[Location identification entries]
----

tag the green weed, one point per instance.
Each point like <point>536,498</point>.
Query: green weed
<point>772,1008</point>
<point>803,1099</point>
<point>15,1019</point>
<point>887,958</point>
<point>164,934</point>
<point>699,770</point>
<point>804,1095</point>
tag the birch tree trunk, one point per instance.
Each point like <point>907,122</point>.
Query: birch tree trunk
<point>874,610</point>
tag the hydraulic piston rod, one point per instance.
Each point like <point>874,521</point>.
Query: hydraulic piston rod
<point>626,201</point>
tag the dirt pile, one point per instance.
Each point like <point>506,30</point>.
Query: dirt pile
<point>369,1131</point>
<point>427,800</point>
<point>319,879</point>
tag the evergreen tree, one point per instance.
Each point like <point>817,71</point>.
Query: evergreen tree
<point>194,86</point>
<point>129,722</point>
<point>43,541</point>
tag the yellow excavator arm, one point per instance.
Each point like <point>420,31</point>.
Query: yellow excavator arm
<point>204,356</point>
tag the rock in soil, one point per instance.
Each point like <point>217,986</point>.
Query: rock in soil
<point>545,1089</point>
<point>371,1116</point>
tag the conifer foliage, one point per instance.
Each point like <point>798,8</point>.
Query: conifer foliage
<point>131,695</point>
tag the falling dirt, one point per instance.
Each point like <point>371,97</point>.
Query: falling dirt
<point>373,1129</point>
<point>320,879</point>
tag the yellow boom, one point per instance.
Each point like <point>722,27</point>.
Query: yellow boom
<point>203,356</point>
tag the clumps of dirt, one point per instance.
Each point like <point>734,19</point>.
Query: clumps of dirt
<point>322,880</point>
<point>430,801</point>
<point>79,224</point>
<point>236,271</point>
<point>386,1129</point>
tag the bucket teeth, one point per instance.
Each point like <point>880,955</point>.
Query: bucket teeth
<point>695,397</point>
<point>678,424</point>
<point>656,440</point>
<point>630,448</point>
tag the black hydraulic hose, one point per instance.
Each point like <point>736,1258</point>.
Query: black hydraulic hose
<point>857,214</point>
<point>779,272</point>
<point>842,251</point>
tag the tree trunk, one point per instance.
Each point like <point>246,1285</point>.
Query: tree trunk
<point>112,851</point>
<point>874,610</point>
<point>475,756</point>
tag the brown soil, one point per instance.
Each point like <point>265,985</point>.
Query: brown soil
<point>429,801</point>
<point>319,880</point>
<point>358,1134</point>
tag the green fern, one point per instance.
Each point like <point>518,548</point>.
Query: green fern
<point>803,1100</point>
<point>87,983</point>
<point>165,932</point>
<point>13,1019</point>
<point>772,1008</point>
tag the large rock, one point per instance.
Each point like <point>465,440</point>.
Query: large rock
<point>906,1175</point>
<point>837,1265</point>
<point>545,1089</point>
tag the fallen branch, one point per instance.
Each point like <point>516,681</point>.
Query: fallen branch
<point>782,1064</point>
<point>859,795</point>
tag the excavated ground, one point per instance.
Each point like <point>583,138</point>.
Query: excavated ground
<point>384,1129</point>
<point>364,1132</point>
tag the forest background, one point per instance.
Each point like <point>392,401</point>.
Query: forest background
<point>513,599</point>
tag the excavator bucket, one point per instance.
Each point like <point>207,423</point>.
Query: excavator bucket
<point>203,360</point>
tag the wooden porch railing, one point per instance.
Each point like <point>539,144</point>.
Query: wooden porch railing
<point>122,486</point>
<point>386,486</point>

----

Your task: Retype the material above word for word, covering every entry from beginning to end.

Output below:
tag the green weed, one point per instance.
Each point like <point>536,498</point>.
Query: green weed
<point>772,1008</point>
<point>803,1099</point>
<point>15,1019</point>
<point>887,958</point>
<point>164,934</point>
<point>699,770</point>
<point>804,1095</point>
tag the birch tree trunk, one point per instance.
Each point like <point>907,122</point>.
Query: birch tree trunk
<point>874,610</point>
tag the hydraulic piston rod, one point per instance.
Each point like <point>874,521</point>.
Query: hydraulic piston rod
<point>626,201</point>
tag the dirt pile, one point per instance.
Each point like <point>506,30</point>.
Query: dirt pile
<point>369,1131</point>
<point>427,800</point>
<point>319,879</point>
tag the evergreen tree, one point per instance.
Each point like <point>817,71</point>.
Query: evergreen tree
<point>194,86</point>
<point>129,722</point>
<point>43,541</point>
tag the yellow excavator arm, one point per instance.
Each point like <point>420,31</point>.
Query: yellow excavator arm
<point>204,356</point>
tag the rock in soil, one point per instance.
Each point like <point>217,986</point>.
Query: rock in soil
<point>545,1089</point>
<point>371,1116</point>
tag the conifer foliage, one point per instance.
Each point like <point>798,8</point>.
Query: conifer foliage
<point>131,695</point>
tag the falling dirt, one point per instance.
Each point like <point>371,97</point>.
Query: falling dirt
<point>373,1129</point>
<point>320,879</point>
tag the yellow boom, one point per instance.
Each point like <point>722,27</point>.
Query: yellow boom
<point>203,356</point>
tag the clumps of dirt, one point per instance.
Each point like <point>734,19</point>.
Query: clumps of dirt
<point>322,880</point>
<point>430,801</point>
<point>79,224</point>
<point>236,271</point>
<point>386,1129</point>
tag the bucket teeth, one point per instance.
Each point like <point>880,955</point>.
Query: bucket teeth
<point>695,397</point>
<point>678,424</point>
<point>656,440</point>
<point>630,448</point>
tag the black hydraulic hose, one point per instance.
Each point like <point>736,1258</point>.
Query: black hydraulic hose
<point>857,214</point>
<point>779,272</point>
<point>842,251</point>
tag the tree trunk, one point per instance.
Each point like <point>246,1285</point>.
Query: tree trunk
<point>112,851</point>
<point>874,610</point>
<point>475,756</point>
tag the brown soil, one point per instance.
Each point like <point>265,985</point>.
Query: brown soil
<point>429,801</point>
<point>319,880</point>
<point>358,1134</point>
tag the green fern, one point per instance.
Each point like <point>518,548</point>.
Query: green fern
<point>803,1100</point>
<point>87,983</point>
<point>165,932</point>
<point>13,1019</point>
<point>772,1008</point>
tag the large rock, one point per instance.
Each point like <point>465,440</point>.
Query: large rock
<point>906,1175</point>
<point>837,1265</point>
<point>545,1089</point>
tag the fallen branch, one point per instance.
Each point like <point>516,681</point>.
Query: fallen branch
<point>782,1064</point>
<point>859,795</point>
tag the excavated ground, one point per instance.
Each point like <point>583,138</point>.
Query: excavated ground
<point>384,1129</point>
<point>364,1132</point>
tag the forest background, one point per instance.
Each point like <point>392,401</point>.
Query: forest background
<point>513,599</point>
tag the excavator bucket, one point per instance.
Each point like <point>207,423</point>.
Query: excavator bucket
<point>203,360</point>
tag the wooden porch railing, one point per instance.
Each point like <point>539,144</point>.
Query: wooden porch railing
<point>122,486</point>
<point>386,486</point>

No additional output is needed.